### TEXTE ÉTUDIÉ
********

L’esprit d’un monde sans esprit

Fév 13, 2015 | Partis politiques, intelligentsia, médias

                                 

Invoquer « l’esprit du 11 janvier » est devenu un rituel qui s’accompagne d’appels à l’unité nationale. Pourtant, les dirigeants socialistes continuent sur la même pente ultralibérale.

La conférence de presse du 5 février avait été mise sous le signe de « l’esprit du 11 janvier » et François Hollande, regonflé par la hausse de sa cote, voulait se placer dans la continuité des grandes manifestations populaires qui ont suivi les attentats. Le commentaire médiatique est entré dans ce récit et, sur l’incontournable BFM TV comme dans la presse régionale, on ne tarissait pas d’éloge sur ce François Hollande qui avait revêtu les habits du président de la République.  Comme cette prise de fonction se produit à mi-mandat, on se dit qu’il est d’autant plus tard que la campagne pour 2017 a déjà commencé : François Hollande risque de ne pas garder très longtemps son costume présidentiel.

********

### MATÉRIEL FOURNI
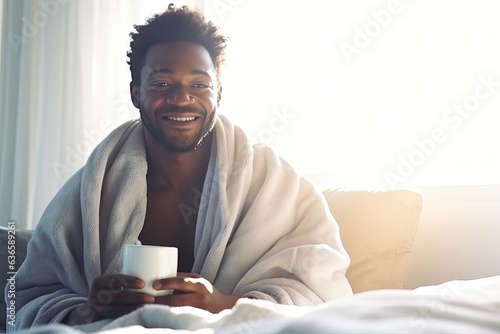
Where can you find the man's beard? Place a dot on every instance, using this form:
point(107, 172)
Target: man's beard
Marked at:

********

### CONSIGNE DE TRAVAIL
Répondez aux questions suivantes à partir du texte.
(a) De quoi s’accompagne le rituel qui consiste à invoquer « l’esprit du 11 janvier » ?
(b) À quelle date a eu lieu la conférence de presse de François Hollande ?
(c) À quel moment du mandat se produit la « prise de fonction » mentionnée ?
Les lignes fournies n’ont aucun rapport avec le texte.

### RÉSULTAT ATTENDU
(a) Il s’accompagne d’appels à l’unité nationale.
(b) Elle a eu lieu le 5 février.
(c) Elle se produit à mi-mandat.